▶ **Document passage**:
====

When Tom and I heard the news earlier this week about the hundreds of ducks killed earlier this week when they landed on a Syncrude tailings “pond”, we both immediately thought of an article we had read late last year in albertaviews magazine; the article was “The Ponds” by the Calgary investigative journalist Andrew Nikiforuk, in the November 2007 issue.
I can’t find a copy of the article online anywhere, but Nikiforuk wrote a similar article for The Globe & Mail the other month, “Liquid Asset: Could the oil sands, Canada’s greatest economic project, come undone simply because no one thought about water?” (March 28, 2008) which you can in fact still find online; many thanks to The Globe & Mail. I recommend it, even if you don’t live in Alberta or Canada because if you’re in North America, the question of an adequate and clean water supply applies to us all.
Some 90% of the water withdrawn from the Athabasca River for the oil sands ends up as waste in tailings ponds. Nearly a dozen ponds line both sides of the river and pose an enduring threat to the entire Mackenzie River basin. Many are already leaking and creating their own tainted wetlands. Even the pro-development Alberta Chamber of Resources considers this primitive form of long-term storage “a risk to the oil sands industry.”
The ponds, which contain a ketchup-consistency mix of water, oil and clay, give off a strong aroma of hydrocarbons and rarely freeze. Minnows dropped into the ponds die within 96 hours; unwary ducks get coated by surface oil and drown.
The ponds, like everything in the oil sands, are supersized. The dykes that contain the ponds can reach 100 metres in height. Although the ponds already cover 55 square kilometres of forest and muskeg, they’ve just begun. Within a decade, they will cover an area of 150 square kilometres.

====

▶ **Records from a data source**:
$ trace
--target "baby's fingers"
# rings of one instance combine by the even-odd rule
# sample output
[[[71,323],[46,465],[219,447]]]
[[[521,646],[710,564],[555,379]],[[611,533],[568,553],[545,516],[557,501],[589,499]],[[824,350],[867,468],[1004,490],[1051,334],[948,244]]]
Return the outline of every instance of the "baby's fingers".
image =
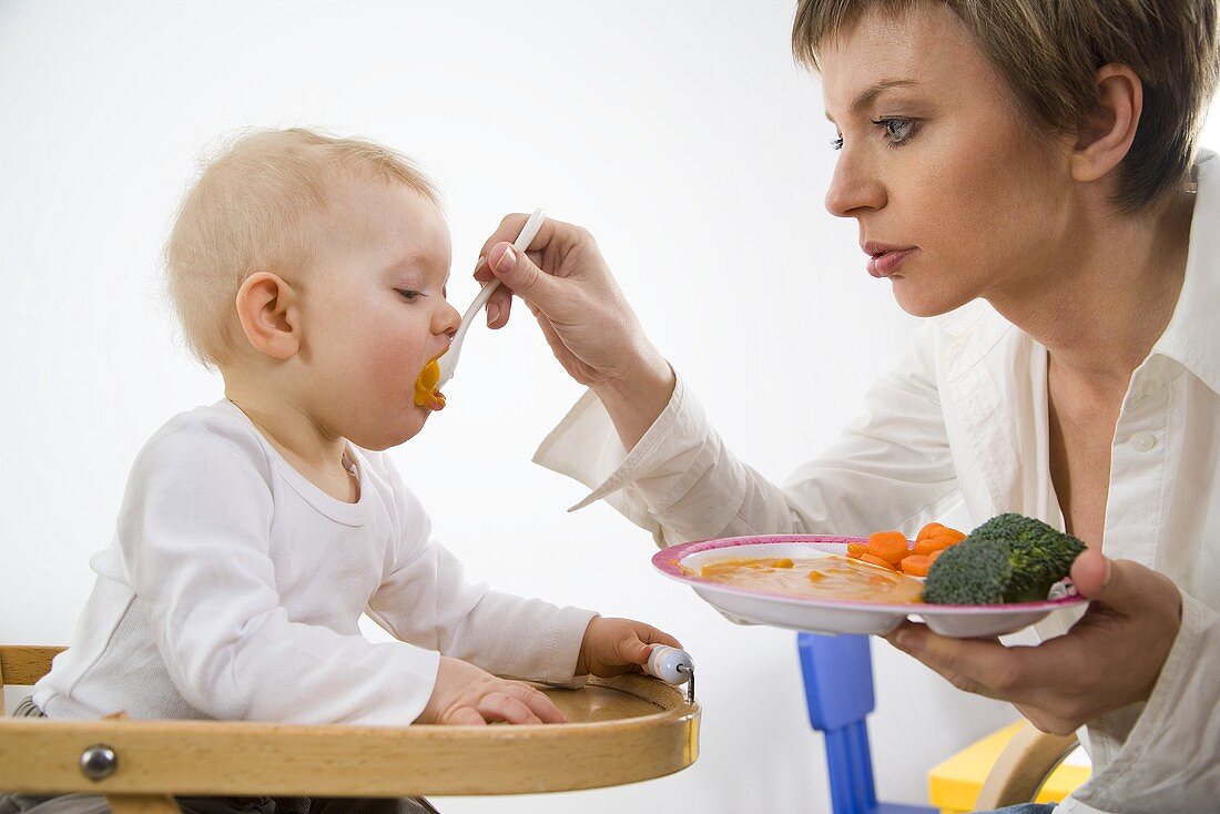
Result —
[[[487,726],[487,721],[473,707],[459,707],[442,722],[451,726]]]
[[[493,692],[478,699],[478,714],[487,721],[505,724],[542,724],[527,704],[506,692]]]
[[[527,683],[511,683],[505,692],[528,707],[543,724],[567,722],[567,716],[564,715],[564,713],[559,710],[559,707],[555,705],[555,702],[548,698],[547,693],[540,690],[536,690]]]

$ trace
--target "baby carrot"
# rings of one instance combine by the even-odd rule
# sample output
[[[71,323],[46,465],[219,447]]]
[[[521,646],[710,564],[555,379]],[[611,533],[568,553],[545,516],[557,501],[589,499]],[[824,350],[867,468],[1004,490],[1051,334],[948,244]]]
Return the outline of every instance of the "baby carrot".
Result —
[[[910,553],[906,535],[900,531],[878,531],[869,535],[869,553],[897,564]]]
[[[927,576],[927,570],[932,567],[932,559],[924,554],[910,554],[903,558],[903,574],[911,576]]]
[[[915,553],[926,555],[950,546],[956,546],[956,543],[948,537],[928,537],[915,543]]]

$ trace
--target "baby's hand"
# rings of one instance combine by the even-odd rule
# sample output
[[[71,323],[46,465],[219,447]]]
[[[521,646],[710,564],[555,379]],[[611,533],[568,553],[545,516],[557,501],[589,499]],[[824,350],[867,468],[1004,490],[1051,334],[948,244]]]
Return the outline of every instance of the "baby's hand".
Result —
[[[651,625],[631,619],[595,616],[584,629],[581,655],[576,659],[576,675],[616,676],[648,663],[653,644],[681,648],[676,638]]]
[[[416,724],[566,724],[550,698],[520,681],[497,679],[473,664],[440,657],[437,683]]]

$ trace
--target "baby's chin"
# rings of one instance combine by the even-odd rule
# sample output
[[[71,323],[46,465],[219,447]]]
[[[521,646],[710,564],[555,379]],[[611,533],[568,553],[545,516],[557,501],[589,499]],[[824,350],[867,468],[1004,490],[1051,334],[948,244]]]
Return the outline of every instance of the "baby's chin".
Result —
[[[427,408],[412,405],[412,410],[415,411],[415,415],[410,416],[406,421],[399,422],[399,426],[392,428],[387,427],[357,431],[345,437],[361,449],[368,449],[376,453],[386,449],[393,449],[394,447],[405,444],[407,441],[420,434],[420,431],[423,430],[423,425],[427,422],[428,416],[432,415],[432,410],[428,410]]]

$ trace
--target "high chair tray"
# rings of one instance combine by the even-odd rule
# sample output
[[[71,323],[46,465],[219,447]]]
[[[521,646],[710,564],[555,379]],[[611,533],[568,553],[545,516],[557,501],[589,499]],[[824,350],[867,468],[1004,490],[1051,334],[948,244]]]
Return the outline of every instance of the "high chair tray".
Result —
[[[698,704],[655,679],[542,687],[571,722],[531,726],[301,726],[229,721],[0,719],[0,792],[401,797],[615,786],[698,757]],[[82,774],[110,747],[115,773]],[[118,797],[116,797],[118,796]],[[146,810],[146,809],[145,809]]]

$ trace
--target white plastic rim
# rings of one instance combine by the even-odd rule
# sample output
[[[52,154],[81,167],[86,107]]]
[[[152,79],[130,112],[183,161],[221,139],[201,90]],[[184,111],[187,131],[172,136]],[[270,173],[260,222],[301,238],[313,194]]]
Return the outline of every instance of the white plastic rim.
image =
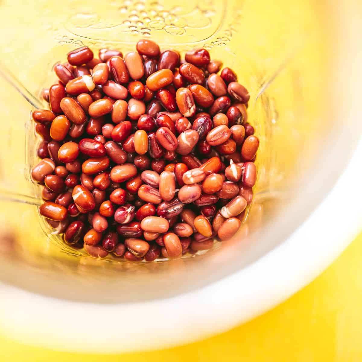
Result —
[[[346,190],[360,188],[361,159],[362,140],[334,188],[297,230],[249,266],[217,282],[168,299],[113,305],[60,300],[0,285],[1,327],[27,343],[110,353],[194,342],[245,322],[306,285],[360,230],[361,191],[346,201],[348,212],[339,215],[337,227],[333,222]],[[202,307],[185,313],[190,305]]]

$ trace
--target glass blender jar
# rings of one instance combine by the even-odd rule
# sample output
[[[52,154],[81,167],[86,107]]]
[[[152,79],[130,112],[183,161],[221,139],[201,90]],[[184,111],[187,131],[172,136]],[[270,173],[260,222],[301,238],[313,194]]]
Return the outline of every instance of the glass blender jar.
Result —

====

▶ **Requests**:
1: Name every ingredient of the mix that the oil sands ponds contain, according to the ponds text.
2: Write out the ponds text word for word from "I can’t find" to "applies to us all.".
These rows are separate material, apart from the text above.

▶ **Solutions in order**:
1: Water, oil, clay

2:
I can’t find a copy of the article online anywhere, but Nikiforuk wrote a similar article for The Globe & Mail the other month, “Liquid Asset: Could the oil sands, Canada’s greatest economic project, come undone simply because no one thought about water?” (March 28, 2008) which you can in fact still find online; many thanks to The Globe & Mail. I recommend it, even if you don’t live in Alberta or Canada because if you’re in North America, the question of an adequate and clean water supply applies to us all.